---- Text segment

Cursor Tab retrains every 90 minutes. That is what AI "learning on the job" actually looks like.
The code editor's autocomplete model retraining itself from 400 million user requests a day.
The code editor's autocomplete model retraining itself from 400 million user requests a day.
Cursor's Tab, the ghost-text autocomplete in its code editor, retrains its model roughly every ninety minutes from 400 million-plus daily requests, according to the company's engineering blog. That is the clearest proof of life so far for AI that genuinely learns on the job, and it is shipping at scale.
The shipped product is more interesting than the prediction. In a recent monologue on his blog, podcaster Dwarkesh Patel argued that the next AI breakthrough will come from training models on millions of verifiable tasks across thousands of reinforcement-learning environments, with sample inefficiency amortized across billions of deployment sessions. That argument is a thesis, not an experiment. Cursor Tab is the experiment.
The mechanism underneath is called on-policy self-distillation, sometimes shortened to OPSD or OPD. The idea, as Thinking Machines Lab describes it, is to align a base model's token-by-token predictions with the predictions of a "veteran teacher" model that has accumulated context from an extended session. It is dense supervision, one signal per token, without an outer-loop verifiable reward function. Where reinforcement learning with verifiable rewards (RLVR) needs an external checker to grade each answer, OPSD uses the session-accumulated model itself as the teacher.
That distinction matters for one reason: in-context learning, where a model absorbs information through its prompt or KV cache, does not persist. The session ends, and what the model learned is gone. Weight updates persist. On-policy distillation is one of the more active research directions in RL-for-LLM work right now. The mechanic differs from older "fast weights" or KV-cache approaches because it actually rewrites the model rather than the context.

--------
---- Records shown

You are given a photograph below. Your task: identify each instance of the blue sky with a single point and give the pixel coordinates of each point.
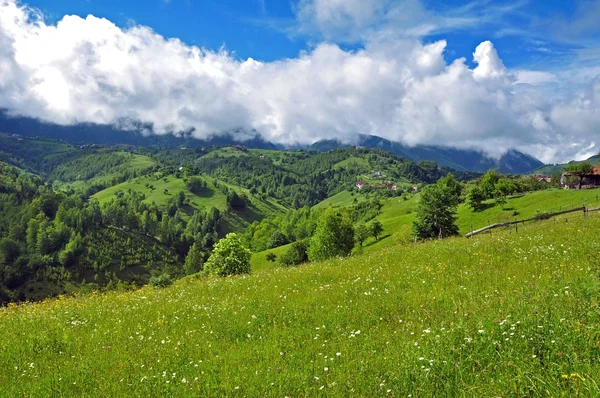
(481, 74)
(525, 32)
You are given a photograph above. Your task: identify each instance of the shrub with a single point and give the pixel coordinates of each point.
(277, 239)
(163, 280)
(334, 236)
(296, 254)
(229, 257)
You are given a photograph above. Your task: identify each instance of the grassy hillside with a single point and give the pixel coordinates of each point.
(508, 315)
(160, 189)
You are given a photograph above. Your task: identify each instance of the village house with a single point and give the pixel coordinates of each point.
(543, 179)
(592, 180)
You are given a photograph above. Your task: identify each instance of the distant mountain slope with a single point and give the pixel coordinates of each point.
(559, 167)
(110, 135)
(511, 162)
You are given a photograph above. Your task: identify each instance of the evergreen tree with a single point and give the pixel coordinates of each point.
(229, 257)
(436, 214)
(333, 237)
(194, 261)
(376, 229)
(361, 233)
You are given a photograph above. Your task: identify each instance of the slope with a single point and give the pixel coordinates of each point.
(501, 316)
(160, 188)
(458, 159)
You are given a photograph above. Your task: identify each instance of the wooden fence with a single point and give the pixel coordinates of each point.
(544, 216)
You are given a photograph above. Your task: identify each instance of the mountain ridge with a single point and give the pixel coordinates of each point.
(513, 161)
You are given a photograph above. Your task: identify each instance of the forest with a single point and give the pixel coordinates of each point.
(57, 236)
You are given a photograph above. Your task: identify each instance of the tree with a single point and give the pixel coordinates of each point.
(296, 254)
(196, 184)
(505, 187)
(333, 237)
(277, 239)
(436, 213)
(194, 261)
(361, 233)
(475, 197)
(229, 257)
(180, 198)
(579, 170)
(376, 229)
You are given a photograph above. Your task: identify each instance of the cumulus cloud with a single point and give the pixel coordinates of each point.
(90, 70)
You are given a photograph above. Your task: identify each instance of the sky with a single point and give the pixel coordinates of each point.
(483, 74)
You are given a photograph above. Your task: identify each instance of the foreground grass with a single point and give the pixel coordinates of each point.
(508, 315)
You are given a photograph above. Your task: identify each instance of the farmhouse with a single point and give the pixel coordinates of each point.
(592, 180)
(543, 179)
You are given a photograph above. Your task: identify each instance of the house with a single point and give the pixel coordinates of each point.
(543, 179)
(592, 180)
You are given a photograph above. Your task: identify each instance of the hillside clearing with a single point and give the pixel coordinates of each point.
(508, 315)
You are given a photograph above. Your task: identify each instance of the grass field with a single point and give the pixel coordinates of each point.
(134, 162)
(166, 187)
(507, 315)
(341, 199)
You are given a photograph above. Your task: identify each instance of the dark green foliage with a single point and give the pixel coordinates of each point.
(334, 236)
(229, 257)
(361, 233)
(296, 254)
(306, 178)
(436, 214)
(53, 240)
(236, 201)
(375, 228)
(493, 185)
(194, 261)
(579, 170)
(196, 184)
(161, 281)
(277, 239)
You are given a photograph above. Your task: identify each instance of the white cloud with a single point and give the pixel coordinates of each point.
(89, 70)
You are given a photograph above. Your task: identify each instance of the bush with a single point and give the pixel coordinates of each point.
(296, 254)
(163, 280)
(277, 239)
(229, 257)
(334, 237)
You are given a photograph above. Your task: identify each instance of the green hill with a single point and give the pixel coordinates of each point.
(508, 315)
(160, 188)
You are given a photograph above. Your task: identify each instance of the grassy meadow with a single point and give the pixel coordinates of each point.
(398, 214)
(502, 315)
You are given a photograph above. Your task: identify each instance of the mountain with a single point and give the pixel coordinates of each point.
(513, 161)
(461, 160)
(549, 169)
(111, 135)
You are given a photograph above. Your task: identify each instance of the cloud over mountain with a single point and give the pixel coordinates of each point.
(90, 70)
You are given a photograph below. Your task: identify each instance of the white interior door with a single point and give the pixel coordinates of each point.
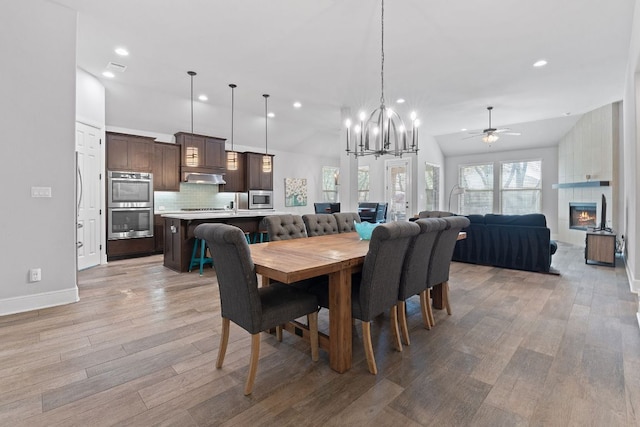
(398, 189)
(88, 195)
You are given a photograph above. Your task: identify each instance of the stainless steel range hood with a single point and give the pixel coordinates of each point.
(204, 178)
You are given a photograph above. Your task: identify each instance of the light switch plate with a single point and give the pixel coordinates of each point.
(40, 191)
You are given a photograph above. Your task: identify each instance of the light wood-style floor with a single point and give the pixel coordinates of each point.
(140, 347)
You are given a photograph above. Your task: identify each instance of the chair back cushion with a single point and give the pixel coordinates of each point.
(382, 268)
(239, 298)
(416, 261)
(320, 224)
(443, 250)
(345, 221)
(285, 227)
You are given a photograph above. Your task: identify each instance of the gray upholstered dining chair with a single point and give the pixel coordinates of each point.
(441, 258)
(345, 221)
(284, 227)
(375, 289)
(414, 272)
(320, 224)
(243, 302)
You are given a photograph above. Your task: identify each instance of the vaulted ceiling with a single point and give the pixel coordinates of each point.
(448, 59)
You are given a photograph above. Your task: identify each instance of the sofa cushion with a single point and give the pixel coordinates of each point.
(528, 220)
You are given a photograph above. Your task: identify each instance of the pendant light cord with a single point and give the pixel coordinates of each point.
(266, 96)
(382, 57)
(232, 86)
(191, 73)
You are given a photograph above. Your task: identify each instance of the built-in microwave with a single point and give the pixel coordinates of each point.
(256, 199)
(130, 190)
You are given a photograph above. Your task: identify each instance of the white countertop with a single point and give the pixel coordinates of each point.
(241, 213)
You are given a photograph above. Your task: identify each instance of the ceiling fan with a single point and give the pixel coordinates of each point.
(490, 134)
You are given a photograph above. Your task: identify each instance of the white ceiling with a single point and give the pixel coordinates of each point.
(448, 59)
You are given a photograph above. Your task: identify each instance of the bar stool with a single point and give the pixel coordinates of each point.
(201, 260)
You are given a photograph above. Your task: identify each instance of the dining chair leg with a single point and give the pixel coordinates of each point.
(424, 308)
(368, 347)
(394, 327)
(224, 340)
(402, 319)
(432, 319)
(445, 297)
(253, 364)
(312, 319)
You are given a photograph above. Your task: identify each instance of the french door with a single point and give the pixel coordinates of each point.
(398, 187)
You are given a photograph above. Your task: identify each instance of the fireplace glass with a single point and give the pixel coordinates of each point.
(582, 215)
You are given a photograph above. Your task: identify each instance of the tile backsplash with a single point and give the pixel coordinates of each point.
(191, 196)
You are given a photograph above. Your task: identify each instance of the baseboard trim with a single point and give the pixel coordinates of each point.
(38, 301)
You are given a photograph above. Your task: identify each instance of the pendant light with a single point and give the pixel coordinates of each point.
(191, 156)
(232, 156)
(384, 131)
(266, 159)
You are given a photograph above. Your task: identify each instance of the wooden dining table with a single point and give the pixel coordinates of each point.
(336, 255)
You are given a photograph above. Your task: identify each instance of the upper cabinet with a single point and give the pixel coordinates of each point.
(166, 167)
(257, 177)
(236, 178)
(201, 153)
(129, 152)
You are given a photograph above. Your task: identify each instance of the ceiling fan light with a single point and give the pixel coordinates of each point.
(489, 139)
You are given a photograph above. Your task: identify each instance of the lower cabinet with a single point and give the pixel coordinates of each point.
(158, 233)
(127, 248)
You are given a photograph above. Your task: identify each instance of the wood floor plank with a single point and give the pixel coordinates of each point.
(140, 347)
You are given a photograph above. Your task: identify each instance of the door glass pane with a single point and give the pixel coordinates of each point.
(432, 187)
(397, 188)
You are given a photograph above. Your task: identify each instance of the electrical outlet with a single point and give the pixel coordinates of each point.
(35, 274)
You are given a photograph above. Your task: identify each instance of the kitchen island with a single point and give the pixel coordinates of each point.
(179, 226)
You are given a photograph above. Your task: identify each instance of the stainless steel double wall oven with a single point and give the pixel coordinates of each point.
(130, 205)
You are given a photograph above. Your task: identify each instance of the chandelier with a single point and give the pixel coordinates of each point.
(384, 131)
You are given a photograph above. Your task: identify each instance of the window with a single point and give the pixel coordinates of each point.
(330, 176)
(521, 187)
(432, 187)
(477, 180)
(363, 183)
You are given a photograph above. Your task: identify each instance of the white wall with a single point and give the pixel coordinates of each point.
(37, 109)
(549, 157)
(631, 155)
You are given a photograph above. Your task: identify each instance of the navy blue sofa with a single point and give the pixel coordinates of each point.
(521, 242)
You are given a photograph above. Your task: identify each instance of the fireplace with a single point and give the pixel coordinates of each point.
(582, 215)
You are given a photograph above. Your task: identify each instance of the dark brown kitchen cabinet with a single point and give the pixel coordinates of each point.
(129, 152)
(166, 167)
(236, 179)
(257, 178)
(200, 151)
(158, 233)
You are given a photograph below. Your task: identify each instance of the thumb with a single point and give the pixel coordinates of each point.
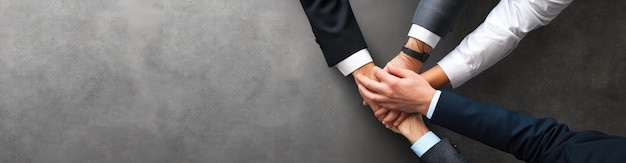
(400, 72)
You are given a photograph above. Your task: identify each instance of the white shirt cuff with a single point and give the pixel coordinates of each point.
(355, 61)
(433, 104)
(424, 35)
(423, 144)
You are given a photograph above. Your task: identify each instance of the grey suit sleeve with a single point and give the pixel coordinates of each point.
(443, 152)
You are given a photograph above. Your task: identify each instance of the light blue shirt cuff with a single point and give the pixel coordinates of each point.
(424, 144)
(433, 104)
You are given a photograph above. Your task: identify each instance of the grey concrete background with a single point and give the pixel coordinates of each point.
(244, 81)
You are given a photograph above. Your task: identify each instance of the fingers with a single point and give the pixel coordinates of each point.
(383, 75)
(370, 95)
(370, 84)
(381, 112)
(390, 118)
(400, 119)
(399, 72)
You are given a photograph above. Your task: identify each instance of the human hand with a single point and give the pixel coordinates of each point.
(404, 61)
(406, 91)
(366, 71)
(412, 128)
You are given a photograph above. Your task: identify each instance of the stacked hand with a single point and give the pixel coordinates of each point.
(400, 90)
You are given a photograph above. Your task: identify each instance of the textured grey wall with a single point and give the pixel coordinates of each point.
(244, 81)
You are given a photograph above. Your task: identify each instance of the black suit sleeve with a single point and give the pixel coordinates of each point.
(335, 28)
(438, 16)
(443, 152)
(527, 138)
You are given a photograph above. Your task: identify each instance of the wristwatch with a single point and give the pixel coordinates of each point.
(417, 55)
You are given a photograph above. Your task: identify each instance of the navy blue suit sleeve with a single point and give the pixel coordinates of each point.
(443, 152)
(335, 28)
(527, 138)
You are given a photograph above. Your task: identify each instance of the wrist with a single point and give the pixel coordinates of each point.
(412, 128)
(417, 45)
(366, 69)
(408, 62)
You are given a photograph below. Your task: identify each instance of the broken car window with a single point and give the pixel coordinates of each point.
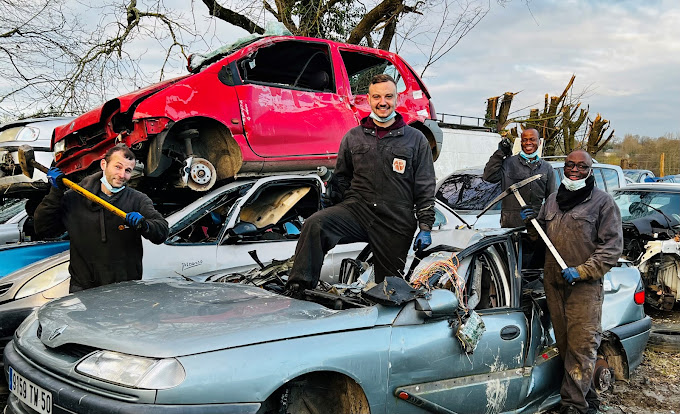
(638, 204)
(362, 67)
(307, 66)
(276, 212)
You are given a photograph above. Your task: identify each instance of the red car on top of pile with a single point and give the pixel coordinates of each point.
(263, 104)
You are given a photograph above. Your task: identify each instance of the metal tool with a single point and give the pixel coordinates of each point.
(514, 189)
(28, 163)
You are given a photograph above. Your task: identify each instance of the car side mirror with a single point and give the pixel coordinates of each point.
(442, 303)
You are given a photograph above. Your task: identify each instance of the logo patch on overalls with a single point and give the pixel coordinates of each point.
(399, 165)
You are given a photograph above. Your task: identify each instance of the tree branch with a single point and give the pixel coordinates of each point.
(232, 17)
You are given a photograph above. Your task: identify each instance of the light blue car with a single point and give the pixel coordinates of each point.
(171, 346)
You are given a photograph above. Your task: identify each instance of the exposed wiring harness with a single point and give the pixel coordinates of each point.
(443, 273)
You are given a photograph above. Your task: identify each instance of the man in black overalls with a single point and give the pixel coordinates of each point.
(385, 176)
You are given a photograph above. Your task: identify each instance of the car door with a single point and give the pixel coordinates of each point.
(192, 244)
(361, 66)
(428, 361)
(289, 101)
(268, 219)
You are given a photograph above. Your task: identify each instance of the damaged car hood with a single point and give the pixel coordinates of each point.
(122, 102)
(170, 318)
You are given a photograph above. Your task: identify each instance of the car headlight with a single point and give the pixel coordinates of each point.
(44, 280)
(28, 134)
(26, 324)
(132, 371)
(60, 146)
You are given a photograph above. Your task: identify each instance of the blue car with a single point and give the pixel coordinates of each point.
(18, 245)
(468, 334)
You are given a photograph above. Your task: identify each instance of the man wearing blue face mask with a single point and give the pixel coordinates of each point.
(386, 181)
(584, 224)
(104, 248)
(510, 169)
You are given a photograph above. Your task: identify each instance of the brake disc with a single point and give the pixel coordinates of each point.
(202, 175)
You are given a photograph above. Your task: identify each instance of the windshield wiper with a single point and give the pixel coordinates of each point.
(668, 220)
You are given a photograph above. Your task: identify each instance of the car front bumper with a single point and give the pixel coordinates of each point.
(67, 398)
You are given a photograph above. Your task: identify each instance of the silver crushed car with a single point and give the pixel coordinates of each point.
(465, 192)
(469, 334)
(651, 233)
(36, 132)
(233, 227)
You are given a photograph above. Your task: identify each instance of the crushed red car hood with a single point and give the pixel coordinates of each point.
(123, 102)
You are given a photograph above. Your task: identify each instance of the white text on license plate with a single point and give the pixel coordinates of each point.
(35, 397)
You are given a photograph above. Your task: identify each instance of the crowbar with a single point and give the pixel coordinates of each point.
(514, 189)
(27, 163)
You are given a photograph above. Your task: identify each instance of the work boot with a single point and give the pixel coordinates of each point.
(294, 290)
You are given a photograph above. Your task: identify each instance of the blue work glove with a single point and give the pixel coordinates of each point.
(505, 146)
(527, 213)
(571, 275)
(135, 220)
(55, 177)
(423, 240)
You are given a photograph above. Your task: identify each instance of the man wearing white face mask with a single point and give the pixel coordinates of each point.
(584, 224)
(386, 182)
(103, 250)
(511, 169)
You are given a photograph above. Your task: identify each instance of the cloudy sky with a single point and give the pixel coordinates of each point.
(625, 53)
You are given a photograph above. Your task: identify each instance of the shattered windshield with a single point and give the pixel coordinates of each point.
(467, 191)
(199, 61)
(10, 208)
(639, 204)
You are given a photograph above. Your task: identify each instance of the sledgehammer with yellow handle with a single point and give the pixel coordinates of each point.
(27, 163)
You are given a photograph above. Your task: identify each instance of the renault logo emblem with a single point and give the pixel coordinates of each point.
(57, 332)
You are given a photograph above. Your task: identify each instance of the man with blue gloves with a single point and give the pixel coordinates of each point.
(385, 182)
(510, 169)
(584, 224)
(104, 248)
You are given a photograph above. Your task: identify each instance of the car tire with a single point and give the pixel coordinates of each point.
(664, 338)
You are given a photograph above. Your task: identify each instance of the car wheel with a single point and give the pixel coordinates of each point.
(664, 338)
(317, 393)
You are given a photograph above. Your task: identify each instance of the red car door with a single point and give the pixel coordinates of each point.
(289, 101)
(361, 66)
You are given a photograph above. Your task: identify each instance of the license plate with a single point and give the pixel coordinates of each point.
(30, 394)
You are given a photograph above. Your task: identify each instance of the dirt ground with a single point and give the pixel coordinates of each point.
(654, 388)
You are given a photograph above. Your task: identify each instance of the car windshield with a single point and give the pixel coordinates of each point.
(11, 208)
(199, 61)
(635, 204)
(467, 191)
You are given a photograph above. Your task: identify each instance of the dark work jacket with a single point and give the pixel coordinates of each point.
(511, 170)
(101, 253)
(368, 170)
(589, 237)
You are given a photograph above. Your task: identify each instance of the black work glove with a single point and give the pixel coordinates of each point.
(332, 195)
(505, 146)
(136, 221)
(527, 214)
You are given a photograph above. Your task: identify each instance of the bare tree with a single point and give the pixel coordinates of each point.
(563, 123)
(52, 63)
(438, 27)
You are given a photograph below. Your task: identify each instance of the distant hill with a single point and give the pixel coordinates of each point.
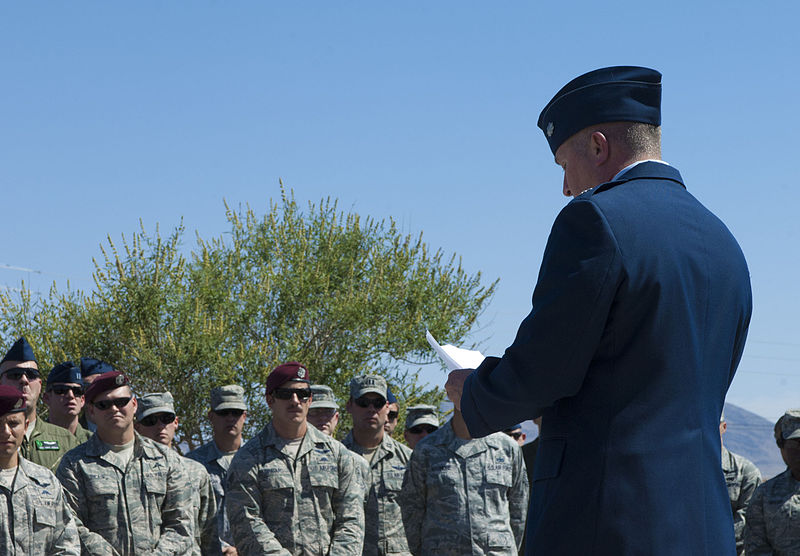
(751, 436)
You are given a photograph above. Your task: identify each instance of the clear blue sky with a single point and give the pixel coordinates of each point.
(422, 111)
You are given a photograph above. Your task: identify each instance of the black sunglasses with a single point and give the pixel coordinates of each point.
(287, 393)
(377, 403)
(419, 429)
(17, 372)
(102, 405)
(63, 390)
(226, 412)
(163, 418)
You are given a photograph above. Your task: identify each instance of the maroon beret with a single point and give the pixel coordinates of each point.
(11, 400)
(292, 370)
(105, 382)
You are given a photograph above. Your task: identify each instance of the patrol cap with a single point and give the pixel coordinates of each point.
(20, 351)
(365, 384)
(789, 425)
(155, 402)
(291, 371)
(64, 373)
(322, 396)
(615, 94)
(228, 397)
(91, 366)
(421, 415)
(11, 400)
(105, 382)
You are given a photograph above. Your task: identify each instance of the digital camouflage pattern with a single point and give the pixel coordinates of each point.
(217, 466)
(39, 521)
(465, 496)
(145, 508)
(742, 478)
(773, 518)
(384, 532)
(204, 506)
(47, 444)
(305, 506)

--------

Task list:
a: In the Cursor Tab article, how often does Tab retrain its model?
b: Print the passage of the Cursor Tab article that opens with the words containing "Cursor's Tab, the" and closes with "is the experiment.".

Results in order:
a: Roughly every ninety minutes.

b:
Cursor's Tab, the ghost-text autocomplete in its code editor, retrains its model roughly every ninety minutes from 400 million-plus daily requests, according to the company's engineering blog. That is the clearest proof of life so far for AI that genuinely learns on the job, and it is shipping at scale.
The shipped product is more interesting than the prediction. In a recent monologue on his blog, podcaster Dwarkesh Patel argued that the next AI breakthrough will come from training models on millions of verifiable tasks across thousands of reinforcement-learning environments, with sample inefficiency amortized across billions of deployment sessions. That argument is a thesis, not an experiment. Cursor Tab is the experiment.